→ STATED GOAL 1
Reproduce the passage comparing TD3 with the deterministic reinforce algorithm in full, without changing a word.

→ QUOTED PASSAGE
=-=-=
Regarding the performance of both approaches we have seen that the model-based method gets nearer to the optimal solution in the non-metastable settings. For high metastable dynamics this approach suffers from long running times and a high variance of the gradient estimator.44 In our experimental analysis we observed a significant advantage of the TD3 algorithm over the deterministic reinforce algorithm in terms of learning a reasonable control faster. Our experiments suggest several reasons for this superiority. The TD3 algorithm performs a notably higher number of gradient steps per episode compared to the deterministic reinforce algorithm which relies on complete trajectory sampling before each gradient update, making bootstrapping impractical. This difference in gradient steps necessitates the deterministic gradient method to allocate considerably more memory for each update due to the extended length of trajectories. To ensure a fair comparison we conducted experiments for the case K = 1, allowing more gradient steps per data generated. The faster convergence observed in this scenario suggests that TD3 particularly benefits from the increased number of gradient steps especially in handling metastable problems. Another critical aspect contributing to TD3’s effectiveness is its reliance on accurate Q-value function approximation. When the Q-value function is well-approximated TD3’s gradient updates effectively guide the algorithm toward the optimal policy without requiring complete trajectory sampling, unlike the deterministic gradient estimator which lacks this correction term. Furthermore, this advantage enables TD3 to pursue off-policy learning enhancing its overall efficiency and adaptability. Moreover, TD3’s third advantage lies in its integration of exploration mechanisms a feature absent in traditional gradient-based methods. By actively exploring the environment, TD3 efficiently uncovers novel and potentially rewarding state-action trajectories resulting in more informed policy discovery.
=-=-=
[Records]
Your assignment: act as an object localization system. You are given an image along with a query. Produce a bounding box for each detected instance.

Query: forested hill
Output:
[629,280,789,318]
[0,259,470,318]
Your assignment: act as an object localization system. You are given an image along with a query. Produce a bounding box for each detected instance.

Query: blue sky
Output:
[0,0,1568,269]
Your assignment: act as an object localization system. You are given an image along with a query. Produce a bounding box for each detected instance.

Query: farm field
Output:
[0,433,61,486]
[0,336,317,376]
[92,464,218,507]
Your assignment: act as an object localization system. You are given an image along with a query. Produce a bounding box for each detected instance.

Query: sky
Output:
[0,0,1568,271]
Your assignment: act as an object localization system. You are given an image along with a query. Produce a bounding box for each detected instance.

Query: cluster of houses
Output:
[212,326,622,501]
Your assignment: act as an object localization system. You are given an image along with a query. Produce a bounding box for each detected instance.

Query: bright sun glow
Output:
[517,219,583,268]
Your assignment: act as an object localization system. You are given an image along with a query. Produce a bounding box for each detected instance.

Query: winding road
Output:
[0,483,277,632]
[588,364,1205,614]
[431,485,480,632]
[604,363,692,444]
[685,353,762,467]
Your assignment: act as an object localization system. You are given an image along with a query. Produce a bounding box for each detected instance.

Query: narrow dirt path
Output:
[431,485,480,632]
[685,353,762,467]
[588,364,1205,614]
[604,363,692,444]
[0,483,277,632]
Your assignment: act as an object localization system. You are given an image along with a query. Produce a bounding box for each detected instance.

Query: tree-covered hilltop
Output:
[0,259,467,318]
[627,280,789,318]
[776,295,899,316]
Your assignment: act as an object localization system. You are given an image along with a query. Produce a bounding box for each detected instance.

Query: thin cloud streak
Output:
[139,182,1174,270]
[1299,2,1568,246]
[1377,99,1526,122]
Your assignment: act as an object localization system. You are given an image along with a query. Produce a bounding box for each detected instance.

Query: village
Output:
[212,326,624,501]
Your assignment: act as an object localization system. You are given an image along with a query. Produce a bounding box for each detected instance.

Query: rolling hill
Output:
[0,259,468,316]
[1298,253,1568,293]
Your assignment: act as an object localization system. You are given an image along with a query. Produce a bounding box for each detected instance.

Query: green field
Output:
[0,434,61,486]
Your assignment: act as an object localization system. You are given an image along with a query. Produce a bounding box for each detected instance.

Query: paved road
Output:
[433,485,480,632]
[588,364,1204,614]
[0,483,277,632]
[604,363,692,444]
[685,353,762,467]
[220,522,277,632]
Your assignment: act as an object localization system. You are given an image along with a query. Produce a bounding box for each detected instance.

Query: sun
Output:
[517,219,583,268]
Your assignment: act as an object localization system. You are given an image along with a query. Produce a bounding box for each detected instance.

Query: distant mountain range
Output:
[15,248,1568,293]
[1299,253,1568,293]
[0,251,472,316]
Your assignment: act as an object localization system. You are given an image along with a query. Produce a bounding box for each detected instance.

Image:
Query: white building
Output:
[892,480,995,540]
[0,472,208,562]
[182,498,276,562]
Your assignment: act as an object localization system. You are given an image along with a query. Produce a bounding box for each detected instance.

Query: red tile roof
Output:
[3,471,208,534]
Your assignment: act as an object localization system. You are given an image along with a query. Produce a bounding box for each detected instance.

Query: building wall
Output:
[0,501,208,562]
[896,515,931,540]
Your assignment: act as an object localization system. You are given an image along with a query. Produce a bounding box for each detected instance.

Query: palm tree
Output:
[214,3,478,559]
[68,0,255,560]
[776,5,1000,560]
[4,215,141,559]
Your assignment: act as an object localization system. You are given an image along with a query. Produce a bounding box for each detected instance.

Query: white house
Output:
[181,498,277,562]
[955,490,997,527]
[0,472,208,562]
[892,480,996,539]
=-=-=
→ STATED GOAL 2
Return each line of the records that contains the word "tree".

→ FINAL RESULT 1
Regarding the performance of both approaches we have seen that the model-based method gets nearer to the optimal solution in the non-metastable settings. For high metastable dynamics this approach suffers from long running times and a high variance of the gradient estimator.44 In our experimental analysis we observed a significant advantage of the TD3 algorithm over the deterministic reinforce algorithm in terms of learning a reasonable control faster. Our experiments suggest several reasons for this superiority. The TD3 algorithm performs a notably higher number of gradient steps per episode compared to the deterministic reinforce algorithm which relies on complete trajectory sampling before each gradient update, making bootstrapping impractical. This difference in gradient steps necessitates the deterministic gradient method to allocate considerably more memory for each update due to the extended length of trajectories. To ensure a fair comparison we conducted experiments for the case K = 1, allowing more gradient steps per data generated. The faster convergence observed in this scenario suggests that TD3 particularly benefits from the increased number of gradient steps especially in handling metastable problems. Another critical aspect contributing to TD3’s effectiveness is its reliance on accurate Q-value function approximation. When the Q-value function is well-approximated TD3’s gradient updates effectively guide the algorithm toward the optimal policy without requiring complete trajectory sampling, unlike the deterministic gradient estimator which lacks this correction term. Furthermore, this advantage enables TD3 to pursue off-policy learning enhancing its overall efficiency and adaptability. Moreover, TD3’s third advantage lies in its integration of exploration mechanisms a feature absent in traditional gradient-based methods. By actively exploring the environment, TD3 efficiently uncovers novel and potentially rewarding state-action trajectories resulting in more informed policy discovery.

→ FINAL RESULT 2
Query: tree-covered hilltop
Query: palm tree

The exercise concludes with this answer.